- Extracted text

# Help finding a story please



## Champ (May 24, 2013)

Ive been looking for this story about 3 women. 1 of them is thin and the other two are fat. The thin one gets on the other plump womens case and convinces them to try her lifestyle for a couple of weeks. they do and they dont like it. 
Later the 2 fat girls convince the thin one to try their lifestyle. The thin girl ends up getting fatter then the other 2 and really embraces the life after awhile. much to the dismay of her boyfriend whom was away. The 2 fat girls end up feeling guilty for making her fat but its too late.
Any ideas? I know sometimes stories get lost in time. Ive looked pretty much everywhere. Figured this would be my best bet to locate it. Thank you.


----------



## Melissa_cutebabe (May 25, 2013)

I think it's Joining The Club by Matt L.

- Record extracts
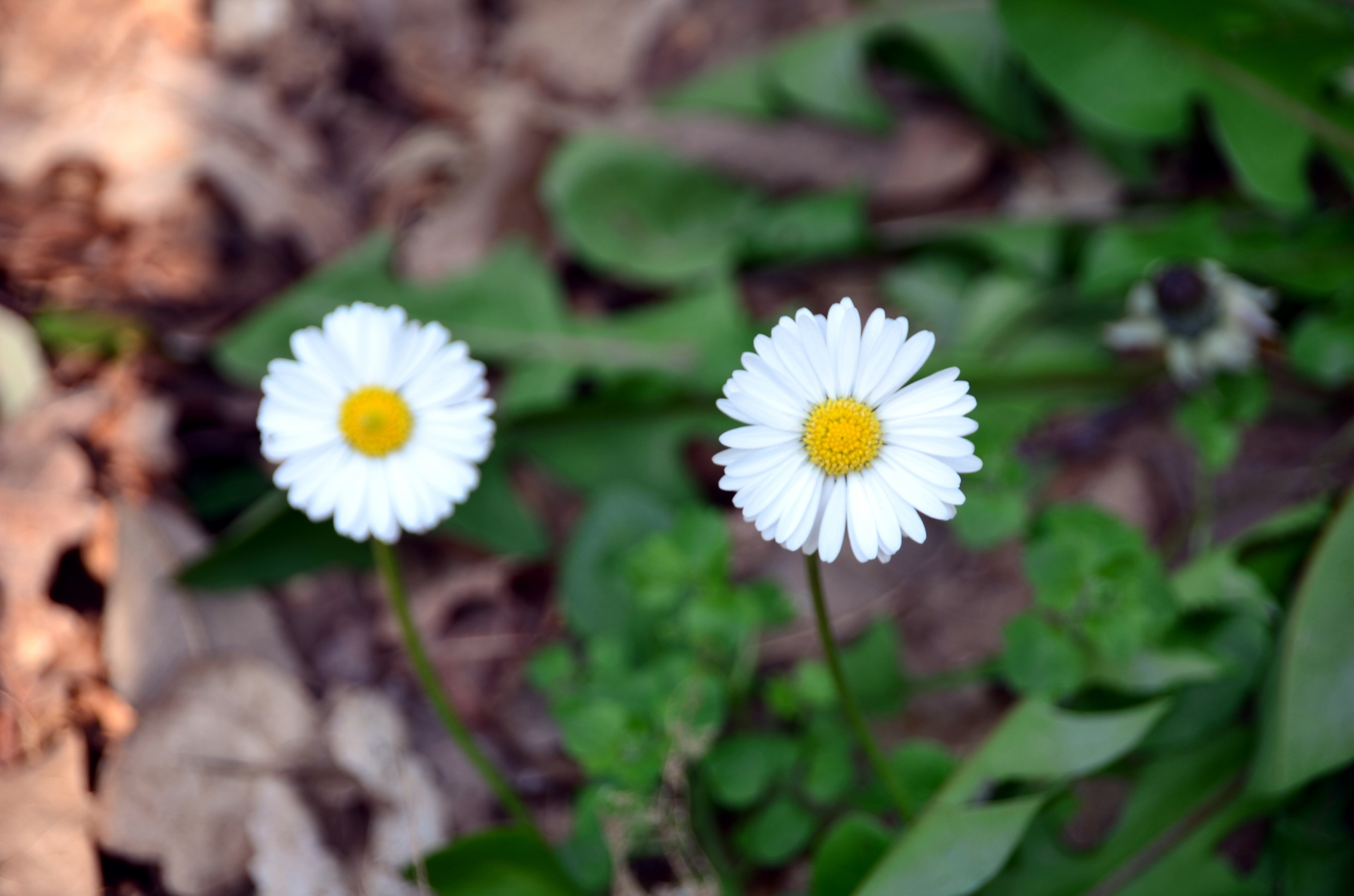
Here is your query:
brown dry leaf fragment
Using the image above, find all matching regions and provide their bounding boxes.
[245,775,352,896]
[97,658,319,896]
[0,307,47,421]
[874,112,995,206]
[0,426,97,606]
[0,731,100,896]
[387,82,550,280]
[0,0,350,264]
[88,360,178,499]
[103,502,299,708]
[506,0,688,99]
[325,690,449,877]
---
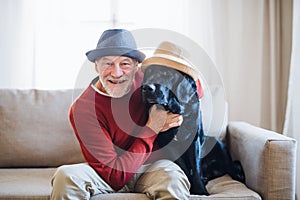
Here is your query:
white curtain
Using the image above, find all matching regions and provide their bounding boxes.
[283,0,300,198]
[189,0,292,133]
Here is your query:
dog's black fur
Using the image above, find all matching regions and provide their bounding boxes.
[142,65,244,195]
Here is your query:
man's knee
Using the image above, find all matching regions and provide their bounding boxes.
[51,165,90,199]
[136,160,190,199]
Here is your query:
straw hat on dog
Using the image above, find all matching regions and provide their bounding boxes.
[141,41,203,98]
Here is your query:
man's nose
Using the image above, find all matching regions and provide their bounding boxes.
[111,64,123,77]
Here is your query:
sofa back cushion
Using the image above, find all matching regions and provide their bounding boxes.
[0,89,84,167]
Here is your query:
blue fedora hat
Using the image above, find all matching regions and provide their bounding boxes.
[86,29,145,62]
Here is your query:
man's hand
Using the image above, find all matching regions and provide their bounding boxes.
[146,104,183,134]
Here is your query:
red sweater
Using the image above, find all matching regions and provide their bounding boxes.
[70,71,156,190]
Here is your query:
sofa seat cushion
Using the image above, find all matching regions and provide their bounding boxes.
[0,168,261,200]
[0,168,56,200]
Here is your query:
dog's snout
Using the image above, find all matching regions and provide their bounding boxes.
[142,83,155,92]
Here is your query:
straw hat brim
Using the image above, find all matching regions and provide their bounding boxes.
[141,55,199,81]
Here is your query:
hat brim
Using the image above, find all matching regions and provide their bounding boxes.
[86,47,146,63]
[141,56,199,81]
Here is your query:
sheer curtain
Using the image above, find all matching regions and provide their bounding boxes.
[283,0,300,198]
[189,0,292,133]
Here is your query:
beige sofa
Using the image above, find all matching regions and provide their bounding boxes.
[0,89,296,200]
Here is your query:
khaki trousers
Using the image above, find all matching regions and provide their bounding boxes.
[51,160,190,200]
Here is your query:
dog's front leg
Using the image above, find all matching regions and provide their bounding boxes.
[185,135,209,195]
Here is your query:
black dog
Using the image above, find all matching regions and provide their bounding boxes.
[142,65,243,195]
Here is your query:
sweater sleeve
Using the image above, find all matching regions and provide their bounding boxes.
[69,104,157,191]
...
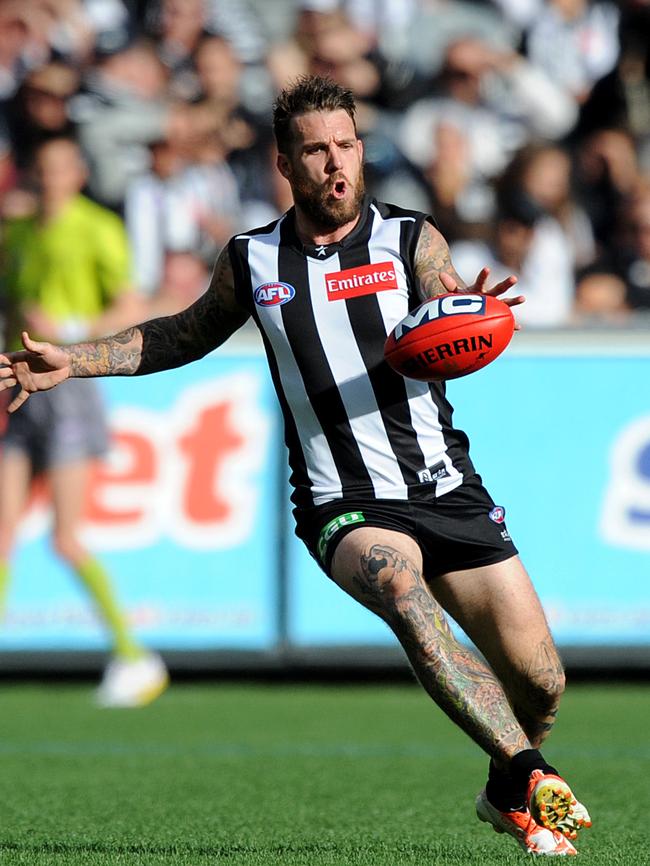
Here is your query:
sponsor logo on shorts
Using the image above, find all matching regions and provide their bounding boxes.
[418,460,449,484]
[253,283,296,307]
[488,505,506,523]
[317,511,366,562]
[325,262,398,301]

- Work to do
Take the forum thread about identifying a half-remembered story further, beginning right after its final reply.

- Task output
----------



## Blackbean (May 26, 2013)

Melissa_cutebabe said:


> I think it's Joining The Club by Matt L.


It doesn't seem to fit the description:
http://thechangingmirror.com/phpbb/viewtopic.php?f=19&t=691


----------



## Melissa_cutebabe (May 26, 2013)

Try this one http://thechangingmirror.com/phpbb/viewtopic.php?f=19&t=732


----------



## Champ (May 27, 2013)

Yup thats it! Thank you! that is amazing. You made my day!


----------



## Melissa_cutebabe (May 29, 2013)

Cool! Glad to help.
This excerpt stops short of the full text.